• [What to work on]
Each record beneath this line is to be copied exactly.
── Source material ──
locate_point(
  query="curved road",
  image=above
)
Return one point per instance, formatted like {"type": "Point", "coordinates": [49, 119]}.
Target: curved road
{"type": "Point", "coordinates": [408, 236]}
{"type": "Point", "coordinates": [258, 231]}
───
• [Final answer]
locate_point(
  query="curved road",
  image=above
)
Return one point per instance, formatted like {"type": "Point", "coordinates": [49, 119]}.
Target: curved road
{"type": "Point", "coordinates": [408, 236]}
{"type": "Point", "coordinates": [258, 231]}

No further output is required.